As bandeiras do bolsonarismo nos atos de 7 de setembro segundo Fernando Gabeira:
As
manifestações bolsonaristas de amanhã devem ser grandes. Houve empenho
do governo, intensa campanha nas redes sociais, financiamento para
aluguel de ônibus do interior — enfim, um esforço excepcional.
Elas
podem até ter algumas consequências adiante, mas, do ponto de vista de
objetivo político, são um momento de sonho para vestir fantasias que não
sobrevivem na quarta-feira.E, quando não há objetivo político válido,
dificilmente uma força se impõe, mesmo havendo muita gente e até poder
militar.
Uma
das bandeiras do bolsonarismo está praticamente morta. É o voto
impresso. Foi derrotado no contexto legal em que deveria ser analisado, e
não há como voltar atrás. Nesse caso particular, estarão simplesmente
carregando um defunto, na expectativa de que lhes possa ser válido no
ano que vem, em caso de derrota eleitoral.

**LISTAGEM DE DADOS**.

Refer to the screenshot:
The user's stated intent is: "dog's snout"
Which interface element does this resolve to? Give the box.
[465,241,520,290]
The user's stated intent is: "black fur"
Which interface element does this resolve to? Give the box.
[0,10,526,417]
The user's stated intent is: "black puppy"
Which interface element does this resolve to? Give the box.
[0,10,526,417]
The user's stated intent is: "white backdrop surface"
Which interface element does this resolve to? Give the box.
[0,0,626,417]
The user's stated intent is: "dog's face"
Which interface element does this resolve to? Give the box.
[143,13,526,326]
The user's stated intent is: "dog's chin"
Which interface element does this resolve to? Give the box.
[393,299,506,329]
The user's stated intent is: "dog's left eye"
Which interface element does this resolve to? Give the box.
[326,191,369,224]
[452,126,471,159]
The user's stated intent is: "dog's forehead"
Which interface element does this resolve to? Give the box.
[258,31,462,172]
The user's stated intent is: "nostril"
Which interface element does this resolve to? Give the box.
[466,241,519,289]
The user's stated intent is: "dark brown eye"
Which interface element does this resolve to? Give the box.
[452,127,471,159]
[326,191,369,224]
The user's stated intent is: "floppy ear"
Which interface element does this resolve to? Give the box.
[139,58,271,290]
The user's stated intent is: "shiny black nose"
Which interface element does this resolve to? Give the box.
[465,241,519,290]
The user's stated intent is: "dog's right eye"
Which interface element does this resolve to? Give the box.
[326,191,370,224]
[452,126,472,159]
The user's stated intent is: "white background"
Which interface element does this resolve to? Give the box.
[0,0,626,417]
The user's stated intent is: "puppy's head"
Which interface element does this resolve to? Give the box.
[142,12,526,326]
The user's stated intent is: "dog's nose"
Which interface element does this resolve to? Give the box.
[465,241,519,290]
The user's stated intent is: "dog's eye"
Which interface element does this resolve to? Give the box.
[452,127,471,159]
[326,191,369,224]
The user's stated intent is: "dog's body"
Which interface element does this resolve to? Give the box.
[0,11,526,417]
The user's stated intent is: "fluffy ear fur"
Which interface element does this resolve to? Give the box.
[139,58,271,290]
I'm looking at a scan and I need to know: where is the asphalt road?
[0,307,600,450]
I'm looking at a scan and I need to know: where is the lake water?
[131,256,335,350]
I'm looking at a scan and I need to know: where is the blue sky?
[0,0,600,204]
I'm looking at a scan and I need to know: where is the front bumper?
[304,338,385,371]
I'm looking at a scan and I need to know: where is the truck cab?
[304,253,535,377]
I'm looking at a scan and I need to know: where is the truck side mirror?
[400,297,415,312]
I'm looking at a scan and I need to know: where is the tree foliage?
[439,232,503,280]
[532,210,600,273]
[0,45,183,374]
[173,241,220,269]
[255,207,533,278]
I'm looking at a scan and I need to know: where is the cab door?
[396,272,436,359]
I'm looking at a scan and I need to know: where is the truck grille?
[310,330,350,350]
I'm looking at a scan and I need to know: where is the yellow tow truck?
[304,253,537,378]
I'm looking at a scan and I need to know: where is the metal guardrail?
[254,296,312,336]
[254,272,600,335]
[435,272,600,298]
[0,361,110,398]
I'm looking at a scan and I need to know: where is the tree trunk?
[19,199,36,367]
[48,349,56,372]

**TAREFAS A CUMPRIR**.
- 1) Como ficaria, de forma mais curta e com os fatos principais, o parágrafo do texto sobre as bandeiras do bolsonarismo que começa com "Uma das bandeiras do bolsonarismo"?
- 2) Dê continuidade ao texto sobre as bandeiras do bolsonarismo, começando logo depois da última frase apresentada.
A listagem não tem nenhum papel no que se pede aqui.

**RESPOSTAS POR TAREFA**.
- 1) O voto impresso, uma das bandeiras do bolsonarismo, está praticamente morto: foi derrotado no contexto legal em que deveria ser analisado, e não há volta. Os manifestantes vão apenas carregar um defunto, na esperança de que lhes sirva no ano seguinte, se perderem a eleição.

- 2)
A
outra bandeira do bolsonarismo será, aparentemente, a liberdade de
expressão. Em termos abstratos, ninguém se coloca contra ela. A
dificuldade é aceitar que se preguem a violência e a invasão de prédios
públicos como se estivessem exercitando a liberdade, quando, de fato,
ultrapassam seus limites legais.
Essa
aceitação de limites está presente, por exemplo, no parecer da
subprocuradora Lindôra Araújo, que denunciou o ex-deputado Roberto
Jefferson.
Isso
não significa que o tema não deva ser constantemente discutido. E o é
no Brasil. Juízes têm censurado jornais; há debates sobre instruções do
Supremo relativas a combate a fake news; o próprio Bolsonaro rejeitou
uma lei que penaliza a divulgação em massa de notícias falsas. É um tema
em aberto, mas a conclamação à violência e o racismo, para citar
alguns, são limites legais que não podem ser transpostos apenas por atos
de vontade.
Bolsonaro
é presidente. Tem pouco a dizer diante de uma pandemia que não
desapareceu, como creem alguns otimistas. Governa um país em que a
economia estagnou, encontra diante de si uma crise hídrica que se
desdobra também numa crise de energia.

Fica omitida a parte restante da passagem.